[START]

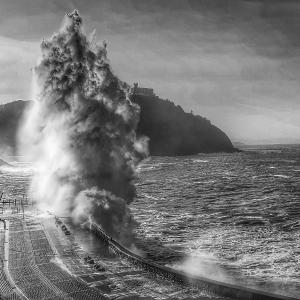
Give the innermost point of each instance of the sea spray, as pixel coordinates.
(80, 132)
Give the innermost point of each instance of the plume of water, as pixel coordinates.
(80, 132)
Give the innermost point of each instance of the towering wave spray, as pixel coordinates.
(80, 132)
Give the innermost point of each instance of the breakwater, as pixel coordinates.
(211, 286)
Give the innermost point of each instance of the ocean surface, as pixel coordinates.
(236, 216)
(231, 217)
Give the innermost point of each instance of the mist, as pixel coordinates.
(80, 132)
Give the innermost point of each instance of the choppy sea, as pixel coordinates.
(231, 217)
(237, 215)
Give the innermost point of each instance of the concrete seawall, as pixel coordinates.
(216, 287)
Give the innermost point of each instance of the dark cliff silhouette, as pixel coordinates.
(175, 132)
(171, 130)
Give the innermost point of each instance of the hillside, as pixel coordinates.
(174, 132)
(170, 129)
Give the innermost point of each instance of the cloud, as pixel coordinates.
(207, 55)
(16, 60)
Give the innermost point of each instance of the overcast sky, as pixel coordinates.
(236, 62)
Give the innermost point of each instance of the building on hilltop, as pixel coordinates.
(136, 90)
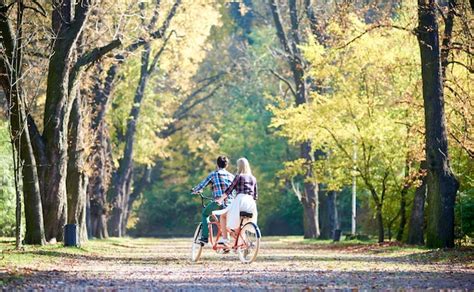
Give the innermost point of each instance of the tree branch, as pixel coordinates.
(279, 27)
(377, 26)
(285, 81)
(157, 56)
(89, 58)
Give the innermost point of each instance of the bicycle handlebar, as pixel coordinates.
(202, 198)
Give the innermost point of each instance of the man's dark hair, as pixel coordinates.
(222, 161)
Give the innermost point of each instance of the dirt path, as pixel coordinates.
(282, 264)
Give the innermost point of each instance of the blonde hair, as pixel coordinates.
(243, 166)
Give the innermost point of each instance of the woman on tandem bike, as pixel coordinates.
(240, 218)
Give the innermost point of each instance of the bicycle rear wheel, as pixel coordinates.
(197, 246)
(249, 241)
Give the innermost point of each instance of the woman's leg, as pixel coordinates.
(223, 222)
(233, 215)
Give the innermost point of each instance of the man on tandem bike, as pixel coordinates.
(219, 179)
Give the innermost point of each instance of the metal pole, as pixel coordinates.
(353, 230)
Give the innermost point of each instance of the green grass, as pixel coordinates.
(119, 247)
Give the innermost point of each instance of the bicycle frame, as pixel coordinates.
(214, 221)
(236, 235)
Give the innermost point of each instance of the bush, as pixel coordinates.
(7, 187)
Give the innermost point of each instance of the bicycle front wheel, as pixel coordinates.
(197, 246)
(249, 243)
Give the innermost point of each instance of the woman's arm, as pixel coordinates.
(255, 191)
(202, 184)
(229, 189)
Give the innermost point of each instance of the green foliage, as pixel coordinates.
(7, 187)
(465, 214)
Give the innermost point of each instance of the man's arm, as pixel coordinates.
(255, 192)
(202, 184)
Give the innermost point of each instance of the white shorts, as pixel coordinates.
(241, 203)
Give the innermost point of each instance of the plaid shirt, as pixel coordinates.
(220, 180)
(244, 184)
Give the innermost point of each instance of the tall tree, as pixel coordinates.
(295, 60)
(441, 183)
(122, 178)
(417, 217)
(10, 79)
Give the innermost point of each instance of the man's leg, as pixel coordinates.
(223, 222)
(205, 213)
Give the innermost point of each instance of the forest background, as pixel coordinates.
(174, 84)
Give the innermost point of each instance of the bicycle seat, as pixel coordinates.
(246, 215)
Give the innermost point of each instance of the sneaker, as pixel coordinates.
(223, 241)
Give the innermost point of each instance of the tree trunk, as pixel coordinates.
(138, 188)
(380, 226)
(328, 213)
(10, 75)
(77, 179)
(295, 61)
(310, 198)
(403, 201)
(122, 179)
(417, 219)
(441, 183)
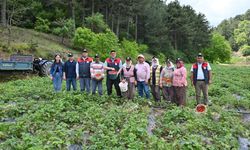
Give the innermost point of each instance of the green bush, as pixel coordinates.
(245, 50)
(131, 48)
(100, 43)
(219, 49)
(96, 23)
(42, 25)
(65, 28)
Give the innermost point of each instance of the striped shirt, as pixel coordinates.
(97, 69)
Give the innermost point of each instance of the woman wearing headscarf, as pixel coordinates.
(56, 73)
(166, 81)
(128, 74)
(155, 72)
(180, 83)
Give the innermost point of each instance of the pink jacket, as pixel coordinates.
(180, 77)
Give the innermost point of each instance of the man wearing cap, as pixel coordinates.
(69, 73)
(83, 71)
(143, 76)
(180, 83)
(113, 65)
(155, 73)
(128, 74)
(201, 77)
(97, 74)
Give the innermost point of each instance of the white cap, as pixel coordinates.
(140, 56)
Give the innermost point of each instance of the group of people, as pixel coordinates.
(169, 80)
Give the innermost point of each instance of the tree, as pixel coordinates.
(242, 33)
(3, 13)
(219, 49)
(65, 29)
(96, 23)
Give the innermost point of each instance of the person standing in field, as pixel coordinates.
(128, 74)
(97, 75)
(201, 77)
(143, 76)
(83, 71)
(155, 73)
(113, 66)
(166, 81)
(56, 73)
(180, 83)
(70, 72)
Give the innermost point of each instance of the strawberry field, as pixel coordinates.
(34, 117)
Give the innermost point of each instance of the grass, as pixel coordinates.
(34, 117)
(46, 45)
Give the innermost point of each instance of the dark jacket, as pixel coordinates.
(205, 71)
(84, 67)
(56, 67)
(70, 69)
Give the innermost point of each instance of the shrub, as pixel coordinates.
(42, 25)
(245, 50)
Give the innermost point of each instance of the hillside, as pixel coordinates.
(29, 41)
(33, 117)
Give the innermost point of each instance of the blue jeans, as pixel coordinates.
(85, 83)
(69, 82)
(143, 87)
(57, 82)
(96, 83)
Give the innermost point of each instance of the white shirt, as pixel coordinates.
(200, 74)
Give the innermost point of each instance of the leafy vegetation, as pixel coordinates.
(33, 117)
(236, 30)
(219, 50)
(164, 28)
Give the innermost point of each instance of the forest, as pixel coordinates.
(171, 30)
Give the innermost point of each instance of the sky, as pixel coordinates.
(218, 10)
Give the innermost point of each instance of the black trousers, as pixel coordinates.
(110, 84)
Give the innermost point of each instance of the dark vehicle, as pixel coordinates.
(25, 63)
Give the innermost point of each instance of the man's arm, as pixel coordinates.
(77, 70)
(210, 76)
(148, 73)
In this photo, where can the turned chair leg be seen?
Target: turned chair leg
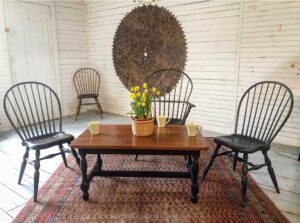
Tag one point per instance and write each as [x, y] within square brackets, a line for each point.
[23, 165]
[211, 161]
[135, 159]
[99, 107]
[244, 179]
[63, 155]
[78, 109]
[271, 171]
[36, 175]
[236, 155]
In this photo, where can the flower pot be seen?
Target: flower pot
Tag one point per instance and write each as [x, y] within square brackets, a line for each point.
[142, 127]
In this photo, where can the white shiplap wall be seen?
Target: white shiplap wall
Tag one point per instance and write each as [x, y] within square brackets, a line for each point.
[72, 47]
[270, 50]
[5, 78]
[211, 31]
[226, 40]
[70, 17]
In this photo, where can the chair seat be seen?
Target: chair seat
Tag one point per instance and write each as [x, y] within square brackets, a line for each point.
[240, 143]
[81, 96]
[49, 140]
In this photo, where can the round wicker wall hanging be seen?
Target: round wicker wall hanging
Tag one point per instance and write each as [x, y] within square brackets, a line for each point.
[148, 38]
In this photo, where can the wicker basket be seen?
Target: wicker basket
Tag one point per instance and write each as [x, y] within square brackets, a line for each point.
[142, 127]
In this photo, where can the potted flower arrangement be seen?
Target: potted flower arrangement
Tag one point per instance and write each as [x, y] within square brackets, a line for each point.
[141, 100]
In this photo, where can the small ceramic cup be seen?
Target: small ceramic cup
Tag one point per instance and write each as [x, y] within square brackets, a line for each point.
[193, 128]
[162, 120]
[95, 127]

[END]

- Task description: Set down exactly what runs from the line with "In this photo, where can the flower" to the last line of the data above, including both of those lines and no others.

- Reply:
In this photo, where can the flower pot be seen?
Target: flower pot
Tag one point per instance and write each as [x, y] within square brackets, a line for each point.
[142, 127]
In this photo, where can the white shiplap wall be seen?
Target: white shiplap wall
Tag one point per instance and write each as [x, y] within square brackets, a line for each point.
[72, 47]
[270, 50]
[5, 78]
[211, 31]
[226, 40]
[70, 17]
In this photo, where can the chair seat be seen?
Target: chair seat
Tag one point per instance and write each as [x, y] within square brackets, a line for each point.
[240, 143]
[81, 96]
[49, 140]
In this photo, where can the round wicker wall hanging be seen?
Target: round wicker wall hanging
Tag one point per instance and write each as [x, y] within square brackets, a line for each point.
[148, 38]
In this photo, where can the wicker basket be seen?
Target: wicker basket
Tag one point per instance and write each as [x, y] within square brackets, a line for each point.
[142, 127]
In this photo, where can the potted flower arrangement be seen?
Target: potted flower arrangement
Tag one point per instance and write each as [x, y] within square brackets, a line for each point.
[141, 100]
In this photo, where can the small ceramic cup be seen?
Target: small ceramic cup
Tag one point per instance and write each as [x, y] within square brackets, a line for each point.
[193, 128]
[162, 120]
[95, 127]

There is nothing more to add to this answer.